Problem 1 = Print the portion of the sermon below, from "Recently, a multi-million" down to "in the U.S.", reproducing its wording without change.

** START Document **

Current Live Weather

Sunday, August 2, 2015

“A Justification For Faith”


A Sermon Based Upon Galatians 3: 1-29,  NRSV
By Rev. Dr. Charles J. Tomlin, DMin.  
Flat Rock-Zion Baptist Partnership
Pentecost 9,  August 2nd, 2015

Recently, a multi-million dollar General Survey of the United States, funded by the National Science Foundation, claiming to give the most accurate data on American society,  reports that that since 2012 there has been a three point rise in secularity.   What this means is that in the last two years 7.5 million people in the United States have left religion and the church.

LEAVING FAITH
Now the fastest growing religious group in America are those who both prefer and profess ‘no’ religion at all.   When asked about their religious preference, 1 out of every 4 Americans will answer “none”.   Up until the 1990’s this group of ‘nones’ only registered in the single digits, but now ‘nones’ make up 21 percent, or 1/4th of the population.  Amazingly, or alarmingly, there are just about as many who claim to have no religion as there are Catholics in the U.S.

When we look around us, we know this is all too true.   Less and less is religion, church, or matters of faith important to American’s and some of them are our own children.  People aren’t going to church like they used to.   More and more say they never pray.  The number of Americans who never darken a church door is at an all-time high of 34 percent.   More than a one-third of Americans never attend a worship service (other than a wedding or funeral service).   Even though a majority of Americans still say they believe in God or that they sometimes pray,  the percentage of those who say they ‘never’ pray rose from 10 percent in 2004 to 15 percent in 2014 (From Religion News Service, quoted in Christian Century, April 1th, 2015).

** END Document **

Problem 2 = Locate each line in the rows below that contains the string "white", and copy those lines.

** START The input **

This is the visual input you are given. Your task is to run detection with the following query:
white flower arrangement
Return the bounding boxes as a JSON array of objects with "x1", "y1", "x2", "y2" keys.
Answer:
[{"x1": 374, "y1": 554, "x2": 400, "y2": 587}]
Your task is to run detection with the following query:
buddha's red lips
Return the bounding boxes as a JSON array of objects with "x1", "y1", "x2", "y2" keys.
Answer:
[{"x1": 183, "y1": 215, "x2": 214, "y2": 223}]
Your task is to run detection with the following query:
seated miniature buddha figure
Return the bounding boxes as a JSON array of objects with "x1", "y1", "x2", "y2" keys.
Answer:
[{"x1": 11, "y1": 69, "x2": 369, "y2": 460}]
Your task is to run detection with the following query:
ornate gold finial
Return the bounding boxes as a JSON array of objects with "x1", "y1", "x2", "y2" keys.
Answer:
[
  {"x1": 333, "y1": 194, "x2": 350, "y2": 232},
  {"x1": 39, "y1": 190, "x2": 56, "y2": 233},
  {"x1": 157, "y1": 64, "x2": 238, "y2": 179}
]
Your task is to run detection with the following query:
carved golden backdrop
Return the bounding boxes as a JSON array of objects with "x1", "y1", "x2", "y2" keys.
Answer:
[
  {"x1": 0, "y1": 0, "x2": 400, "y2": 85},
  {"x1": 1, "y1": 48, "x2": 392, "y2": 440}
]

** END The input **
** START The input **

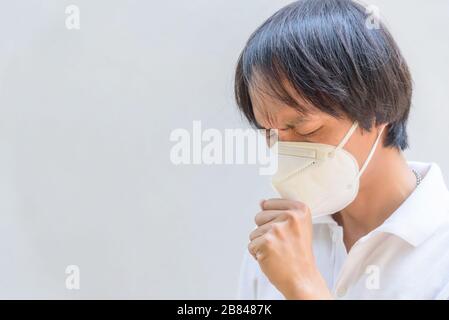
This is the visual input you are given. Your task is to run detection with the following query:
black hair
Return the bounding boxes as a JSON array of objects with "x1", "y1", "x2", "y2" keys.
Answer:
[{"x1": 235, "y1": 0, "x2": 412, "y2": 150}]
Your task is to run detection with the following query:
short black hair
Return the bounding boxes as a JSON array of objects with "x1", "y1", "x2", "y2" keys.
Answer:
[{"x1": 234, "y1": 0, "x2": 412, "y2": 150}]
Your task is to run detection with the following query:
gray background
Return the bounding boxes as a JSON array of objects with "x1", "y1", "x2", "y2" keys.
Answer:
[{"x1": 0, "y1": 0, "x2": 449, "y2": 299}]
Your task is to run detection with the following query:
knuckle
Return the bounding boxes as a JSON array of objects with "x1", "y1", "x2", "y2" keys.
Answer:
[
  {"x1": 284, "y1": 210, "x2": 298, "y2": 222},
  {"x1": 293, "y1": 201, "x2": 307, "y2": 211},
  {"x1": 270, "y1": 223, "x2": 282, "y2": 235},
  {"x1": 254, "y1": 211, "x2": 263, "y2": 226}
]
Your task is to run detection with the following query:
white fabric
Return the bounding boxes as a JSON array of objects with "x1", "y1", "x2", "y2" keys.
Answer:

** END The input **

Answer 1 =
Recently, a multi-million dollar General Survey of the United States, funded by the National Science Foundation, claiming to give the most accurate data on American society,  reports that that since 2012 there has been a three point rise in secularity.   What this means is that in the last two years 7.5 million people in the United States have left religion and the church.

LEAVING FAITH
Now the fastest growing religious group in America are those who both prefer and profess ‘no’ religion at all.   When asked about their religious preference, 1 out of every 4 Americans will answer “none”.   Up until the 1990’s this group of ‘nones’ only registered in the single digits, but now ‘nones’ make up 21 percent, or 1/4th of the population.  Amazingly, or alarmingly, there are just about as many who claim to have no religion as there are Catholics in the U.S.

Answer 2 =
white flower arrangement
white fabric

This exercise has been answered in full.